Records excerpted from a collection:
********

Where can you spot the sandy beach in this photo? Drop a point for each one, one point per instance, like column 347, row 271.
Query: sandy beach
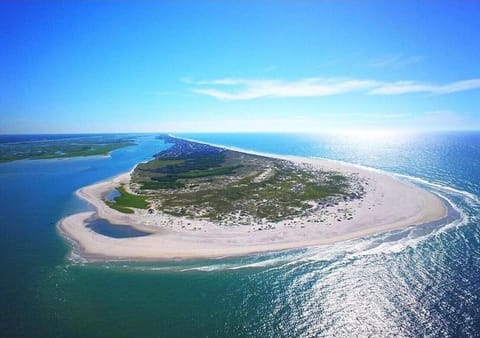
column 387, row 205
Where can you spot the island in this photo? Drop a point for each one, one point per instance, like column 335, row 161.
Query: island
column 38, row 147
column 196, row 200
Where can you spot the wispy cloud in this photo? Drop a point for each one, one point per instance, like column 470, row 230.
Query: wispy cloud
column 406, row 87
column 245, row 89
column 230, row 89
column 396, row 61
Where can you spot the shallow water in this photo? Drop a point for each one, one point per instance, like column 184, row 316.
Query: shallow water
column 105, row 228
column 420, row 281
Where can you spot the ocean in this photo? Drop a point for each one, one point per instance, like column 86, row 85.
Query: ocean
column 420, row 281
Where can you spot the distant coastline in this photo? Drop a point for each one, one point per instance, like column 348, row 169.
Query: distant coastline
column 388, row 204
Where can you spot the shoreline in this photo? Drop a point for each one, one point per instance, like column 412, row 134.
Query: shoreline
column 389, row 204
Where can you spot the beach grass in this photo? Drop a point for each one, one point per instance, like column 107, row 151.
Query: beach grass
column 126, row 201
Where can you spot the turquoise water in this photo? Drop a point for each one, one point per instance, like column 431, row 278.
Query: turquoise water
column 413, row 282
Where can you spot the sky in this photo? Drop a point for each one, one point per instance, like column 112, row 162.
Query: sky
column 239, row 66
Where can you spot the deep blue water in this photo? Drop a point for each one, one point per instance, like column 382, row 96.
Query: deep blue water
column 412, row 282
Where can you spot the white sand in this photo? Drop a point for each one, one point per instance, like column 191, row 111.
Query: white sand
column 388, row 204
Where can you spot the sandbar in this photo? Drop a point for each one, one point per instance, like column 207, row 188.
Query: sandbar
column 389, row 203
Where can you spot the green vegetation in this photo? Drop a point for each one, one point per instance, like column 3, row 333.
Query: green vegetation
column 287, row 193
column 125, row 201
column 74, row 147
column 196, row 180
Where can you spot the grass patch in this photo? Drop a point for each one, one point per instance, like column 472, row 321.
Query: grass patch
column 125, row 201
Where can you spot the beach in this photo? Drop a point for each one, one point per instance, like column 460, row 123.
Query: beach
column 387, row 205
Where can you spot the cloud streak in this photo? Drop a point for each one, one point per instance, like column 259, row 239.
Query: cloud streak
column 230, row 89
column 407, row 87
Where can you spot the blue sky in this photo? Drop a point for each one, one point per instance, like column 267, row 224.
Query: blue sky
column 239, row 66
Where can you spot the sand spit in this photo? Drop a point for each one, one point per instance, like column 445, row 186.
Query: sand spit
column 388, row 204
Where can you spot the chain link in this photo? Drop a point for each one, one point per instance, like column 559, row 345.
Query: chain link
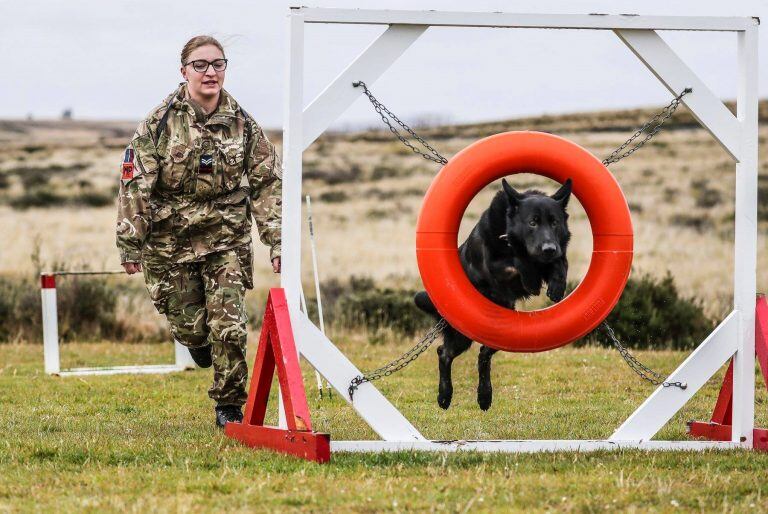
column 650, row 128
column 386, row 114
column 638, row 367
column 401, row 362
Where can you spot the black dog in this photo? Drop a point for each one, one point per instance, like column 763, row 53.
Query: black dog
column 519, row 243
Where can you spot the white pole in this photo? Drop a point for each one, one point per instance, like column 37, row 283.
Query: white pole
column 50, row 323
column 317, row 288
column 318, row 377
column 745, row 245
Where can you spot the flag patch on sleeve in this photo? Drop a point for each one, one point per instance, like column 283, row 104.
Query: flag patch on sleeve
column 128, row 164
column 206, row 163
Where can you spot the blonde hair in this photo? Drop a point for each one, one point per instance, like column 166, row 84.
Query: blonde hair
column 196, row 42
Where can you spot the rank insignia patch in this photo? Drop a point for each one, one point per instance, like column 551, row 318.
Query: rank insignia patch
column 206, row 164
column 128, row 164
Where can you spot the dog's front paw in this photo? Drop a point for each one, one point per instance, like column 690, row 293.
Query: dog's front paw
column 556, row 291
column 484, row 397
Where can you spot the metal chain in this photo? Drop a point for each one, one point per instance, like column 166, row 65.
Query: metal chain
column 401, row 362
column 654, row 124
column 651, row 128
column 638, row 367
column 385, row 114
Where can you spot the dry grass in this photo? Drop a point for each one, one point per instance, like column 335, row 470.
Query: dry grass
column 680, row 189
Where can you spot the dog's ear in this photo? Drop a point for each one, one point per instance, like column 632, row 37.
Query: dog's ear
column 563, row 194
column 513, row 196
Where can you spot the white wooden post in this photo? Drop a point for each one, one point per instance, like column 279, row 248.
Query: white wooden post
column 745, row 246
column 50, row 323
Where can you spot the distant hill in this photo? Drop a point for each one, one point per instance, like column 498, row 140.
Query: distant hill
column 116, row 133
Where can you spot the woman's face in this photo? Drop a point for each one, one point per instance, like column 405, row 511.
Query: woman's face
column 206, row 84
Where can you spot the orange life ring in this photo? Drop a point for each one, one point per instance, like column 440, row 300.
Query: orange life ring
column 437, row 232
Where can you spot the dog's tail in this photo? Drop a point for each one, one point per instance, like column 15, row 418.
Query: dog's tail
column 422, row 301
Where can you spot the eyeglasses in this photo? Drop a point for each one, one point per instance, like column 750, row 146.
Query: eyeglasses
column 201, row 65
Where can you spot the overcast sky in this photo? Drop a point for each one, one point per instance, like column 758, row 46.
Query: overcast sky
column 118, row 59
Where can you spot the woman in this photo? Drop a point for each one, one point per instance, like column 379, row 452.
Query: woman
column 196, row 170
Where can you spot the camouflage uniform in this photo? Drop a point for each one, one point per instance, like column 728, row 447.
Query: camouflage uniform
column 186, row 197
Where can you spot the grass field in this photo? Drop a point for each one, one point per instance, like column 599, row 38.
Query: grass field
column 148, row 444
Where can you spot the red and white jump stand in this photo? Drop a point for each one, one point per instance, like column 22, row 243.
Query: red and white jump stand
column 734, row 337
column 183, row 360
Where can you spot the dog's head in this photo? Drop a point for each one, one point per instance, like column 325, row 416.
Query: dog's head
column 537, row 222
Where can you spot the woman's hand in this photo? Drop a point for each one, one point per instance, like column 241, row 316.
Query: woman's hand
column 133, row 267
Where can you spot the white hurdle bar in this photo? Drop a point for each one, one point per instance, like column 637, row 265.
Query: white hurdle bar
column 51, row 355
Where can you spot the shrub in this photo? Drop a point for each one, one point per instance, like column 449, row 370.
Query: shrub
column 699, row 223
column 334, row 196
column 652, row 314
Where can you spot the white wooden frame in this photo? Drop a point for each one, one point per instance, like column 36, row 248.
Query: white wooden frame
column 736, row 134
column 183, row 360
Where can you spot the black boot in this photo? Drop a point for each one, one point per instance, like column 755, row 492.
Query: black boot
column 228, row 413
column 202, row 356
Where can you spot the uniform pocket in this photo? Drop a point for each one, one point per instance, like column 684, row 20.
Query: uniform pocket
column 177, row 165
column 161, row 240
column 233, row 209
column 231, row 156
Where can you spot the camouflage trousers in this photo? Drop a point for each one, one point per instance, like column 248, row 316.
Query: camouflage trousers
column 204, row 302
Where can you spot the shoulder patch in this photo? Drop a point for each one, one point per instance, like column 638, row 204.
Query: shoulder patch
column 128, row 165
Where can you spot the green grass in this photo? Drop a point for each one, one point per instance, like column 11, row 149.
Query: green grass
column 147, row 443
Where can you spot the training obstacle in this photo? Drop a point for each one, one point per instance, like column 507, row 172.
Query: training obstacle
column 733, row 338
column 51, row 343
column 720, row 426
column 277, row 349
column 437, row 229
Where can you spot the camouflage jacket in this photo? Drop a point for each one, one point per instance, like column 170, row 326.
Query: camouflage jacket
column 191, row 189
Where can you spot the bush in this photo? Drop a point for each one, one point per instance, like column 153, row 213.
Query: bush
column 651, row 314
column 334, row 196
column 360, row 303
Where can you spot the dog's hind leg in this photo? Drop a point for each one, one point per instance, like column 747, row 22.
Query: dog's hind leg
column 484, row 386
column 454, row 344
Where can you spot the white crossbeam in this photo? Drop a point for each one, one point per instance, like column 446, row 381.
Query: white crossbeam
column 672, row 71
column 383, row 417
column 368, row 67
column 529, row 446
column 521, row 20
column 664, row 403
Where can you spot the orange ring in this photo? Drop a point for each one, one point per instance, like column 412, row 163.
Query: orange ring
column 456, row 298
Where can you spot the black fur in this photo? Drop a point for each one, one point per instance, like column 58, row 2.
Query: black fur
column 518, row 245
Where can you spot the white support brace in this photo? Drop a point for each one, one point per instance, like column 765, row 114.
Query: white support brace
column 738, row 136
column 707, row 108
column 664, row 403
column 368, row 67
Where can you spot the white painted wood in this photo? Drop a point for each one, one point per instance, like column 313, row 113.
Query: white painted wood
column 383, row 417
column 290, row 276
column 664, row 63
column 522, row 20
column 745, row 246
column 528, row 446
column 664, row 403
column 636, row 32
column 50, row 331
column 368, row 67
column 182, row 356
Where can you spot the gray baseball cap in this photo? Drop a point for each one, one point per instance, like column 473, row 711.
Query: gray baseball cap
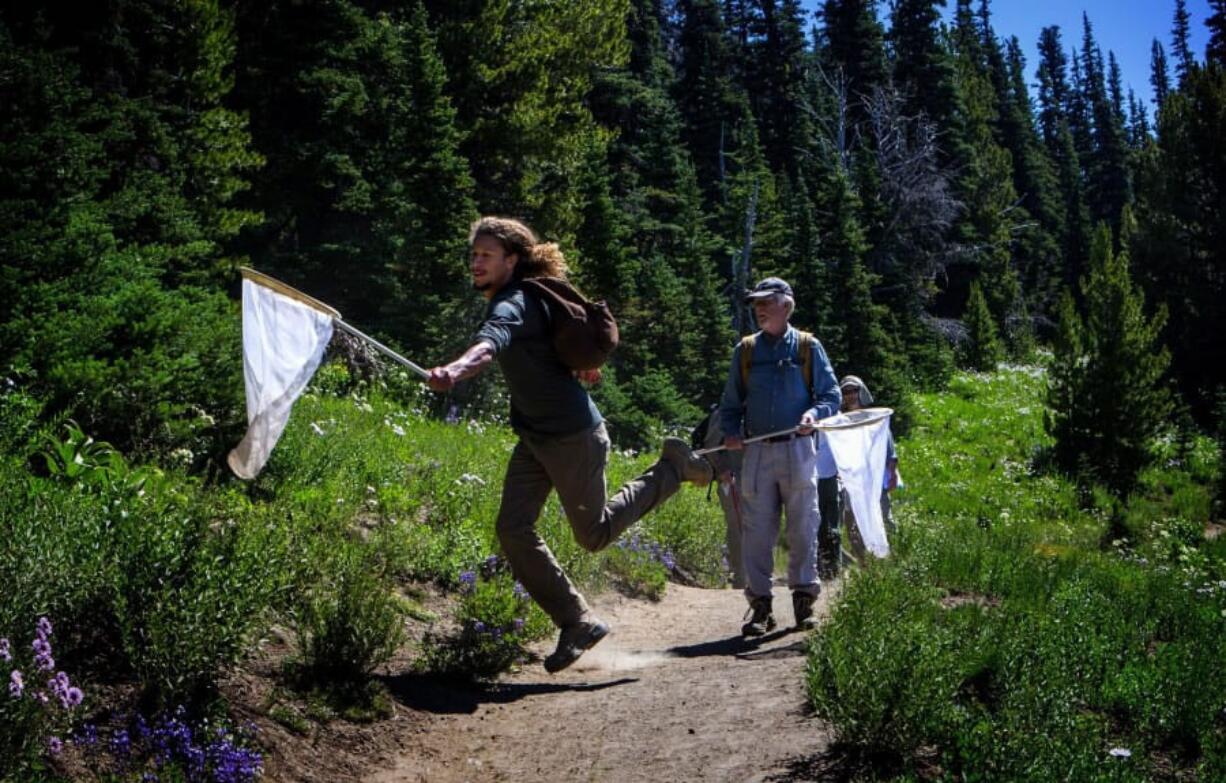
column 769, row 287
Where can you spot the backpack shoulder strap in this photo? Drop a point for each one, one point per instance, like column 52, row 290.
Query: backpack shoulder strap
column 747, row 358
column 804, row 349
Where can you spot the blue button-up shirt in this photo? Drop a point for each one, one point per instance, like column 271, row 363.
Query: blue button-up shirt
column 777, row 397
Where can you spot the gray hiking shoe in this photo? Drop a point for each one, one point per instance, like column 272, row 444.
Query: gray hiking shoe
column 802, row 608
column 574, row 641
column 761, row 619
column 694, row 469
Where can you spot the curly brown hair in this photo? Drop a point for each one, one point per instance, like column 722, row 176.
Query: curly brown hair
column 537, row 259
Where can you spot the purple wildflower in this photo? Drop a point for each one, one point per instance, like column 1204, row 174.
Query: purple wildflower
column 120, row 744
column 87, row 737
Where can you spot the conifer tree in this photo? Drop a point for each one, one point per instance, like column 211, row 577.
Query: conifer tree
column 121, row 163
column 1181, row 48
column 986, row 184
column 367, row 195
column 855, row 335
column 1108, row 180
column 1181, row 234
column 776, row 63
column 644, row 242
column 1107, row 398
column 1138, row 121
column 926, row 75
column 710, row 102
column 519, row 74
column 982, row 351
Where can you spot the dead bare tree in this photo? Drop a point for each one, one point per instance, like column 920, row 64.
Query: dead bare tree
column 920, row 207
column 741, row 320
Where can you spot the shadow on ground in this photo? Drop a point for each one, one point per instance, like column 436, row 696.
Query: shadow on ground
column 737, row 646
column 451, row 696
column 839, row 764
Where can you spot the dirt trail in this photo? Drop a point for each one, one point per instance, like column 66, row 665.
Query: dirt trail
column 672, row 694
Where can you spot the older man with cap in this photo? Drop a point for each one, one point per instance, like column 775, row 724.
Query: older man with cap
column 780, row 381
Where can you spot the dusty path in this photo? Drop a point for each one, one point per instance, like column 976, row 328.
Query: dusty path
column 672, row 694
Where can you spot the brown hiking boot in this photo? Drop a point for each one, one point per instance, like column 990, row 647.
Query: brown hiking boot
column 574, row 641
column 802, row 608
column 690, row 468
column 761, row 619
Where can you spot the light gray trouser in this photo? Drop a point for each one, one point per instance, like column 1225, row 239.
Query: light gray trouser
column 780, row 477
column 733, row 511
column 574, row 465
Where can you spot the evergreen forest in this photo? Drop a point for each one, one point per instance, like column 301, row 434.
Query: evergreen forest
column 1025, row 260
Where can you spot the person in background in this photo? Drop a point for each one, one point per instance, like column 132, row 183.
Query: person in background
column 856, row 396
column 563, row 444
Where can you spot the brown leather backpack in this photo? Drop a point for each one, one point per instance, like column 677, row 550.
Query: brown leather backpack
column 584, row 331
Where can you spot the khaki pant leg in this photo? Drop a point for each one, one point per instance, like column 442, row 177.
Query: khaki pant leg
column 525, row 490
column 857, row 544
column 730, row 500
column 576, row 465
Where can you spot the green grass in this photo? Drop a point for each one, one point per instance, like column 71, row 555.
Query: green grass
column 156, row 578
column 1018, row 632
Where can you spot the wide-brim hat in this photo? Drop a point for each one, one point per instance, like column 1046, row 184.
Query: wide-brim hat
column 852, row 381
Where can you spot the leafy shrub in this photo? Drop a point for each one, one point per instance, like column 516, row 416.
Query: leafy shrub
column 171, row 748
column 350, row 621
column 641, row 566
column 37, row 702
column 1002, row 637
column 495, row 619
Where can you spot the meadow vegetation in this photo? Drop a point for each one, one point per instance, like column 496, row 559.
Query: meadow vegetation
column 1024, row 627
column 162, row 580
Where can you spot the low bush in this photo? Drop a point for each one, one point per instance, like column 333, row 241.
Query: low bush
column 1015, row 634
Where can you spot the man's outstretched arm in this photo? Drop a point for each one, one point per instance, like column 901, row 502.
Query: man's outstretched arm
column 470, row 364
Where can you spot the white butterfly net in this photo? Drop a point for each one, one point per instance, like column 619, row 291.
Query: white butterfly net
column 860, row 452
column 283, row 342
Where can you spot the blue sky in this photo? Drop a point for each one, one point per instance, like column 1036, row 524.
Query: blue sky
column 1127, row 27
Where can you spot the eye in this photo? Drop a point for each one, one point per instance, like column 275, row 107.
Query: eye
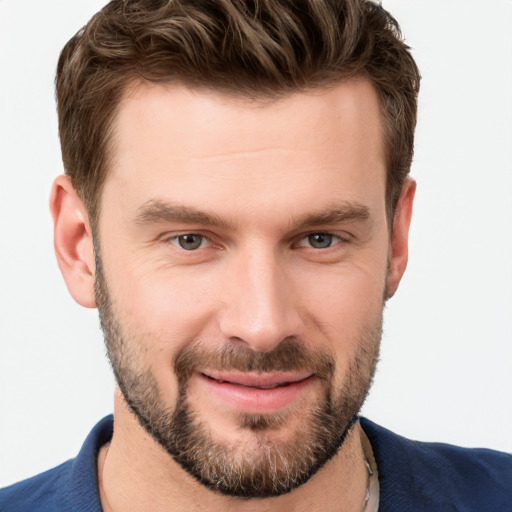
column 190, row 241
column 319, row 240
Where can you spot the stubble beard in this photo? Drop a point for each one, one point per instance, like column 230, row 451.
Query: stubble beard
column 267, row 465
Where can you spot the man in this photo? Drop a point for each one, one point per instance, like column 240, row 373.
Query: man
column 237, row 206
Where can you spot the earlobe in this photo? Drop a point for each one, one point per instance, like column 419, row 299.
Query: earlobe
column 399, row 243
column 73, row 241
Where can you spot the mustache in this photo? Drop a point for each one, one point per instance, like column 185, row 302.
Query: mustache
column 290, row 355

********

[Your assignment]: For this exercise, repeat exactly the lines of the data above from the one with "Where can you spot the distant hill" down to the one with "Where can you spot the grass field", both end lines included.

[Result for this exercise]:
Where can you spot the distant hill in this photo? Drop a point for each one, one point per instance, like column 498, row 140.
Query: distant hill
column 116, row 133
Where can you spot the woman's face in this photo? Drop a point for each one, one point per instance, like column 405, row 511.
Query: woman's face
column 206, row 84
Where can you spot the orange life ring in this photo? Drop a point for each one, one point per instance, like column 440, row 300.
Query: orange life ring
column 437, row 232
Where can you spot the dog's tail in this photo? Drop a point for each one, one point per instance, like column 15, row 418.
Query: dog's tail
column 422, row 301
Where can you spot the eyeglasses in this photo? Drop a point for each one, one point per instance, like column 750, row 146.
Query: eyeglasses
column 201, row 65
Where can you spot the overcast sky in this photo? Drop a point for each one, one point per instance, like column 758, row 46.
Query: overcast sky
column 118, row 59
Where can you spot the woman in this photo? Drop a point for each one, one point per instance, like column 379, row 452.
Query: woman
column 196, row 170
Where can you spot the camouflage uniform in this photo? Drop a point for each one, one point per instance, like column 728, row 447.
Query: camouflage uniform
column 186, row 197
Where can you spot the grass field in this photo? Drop a point for each one, one point per instance, like column 599, row 38.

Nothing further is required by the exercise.